-- start of Material for the task --
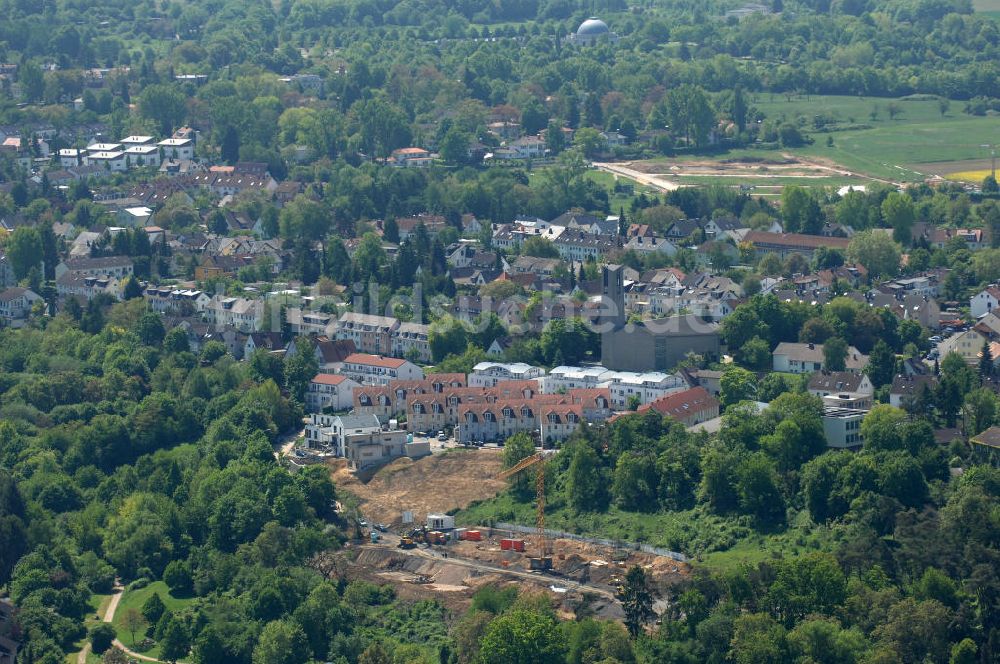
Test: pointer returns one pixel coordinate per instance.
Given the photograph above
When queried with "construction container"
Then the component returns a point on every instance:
(440, 521)
(508, 544)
-- end of Material for the task --
**Goal of the exercise**
Format the entries above as a two-column CSV with the headers entry and answer. Give one row per entry, put each field in quotes with line breaks replaced by spaces, and leave out the pictures.

**Worked answer**
entry,answer
"Test: pointer returns one pixel coordinate per instance. Given the photograph above When queried with ""construction container"" Then the component returns a point on every instance:","(440, 521) (508, 544)"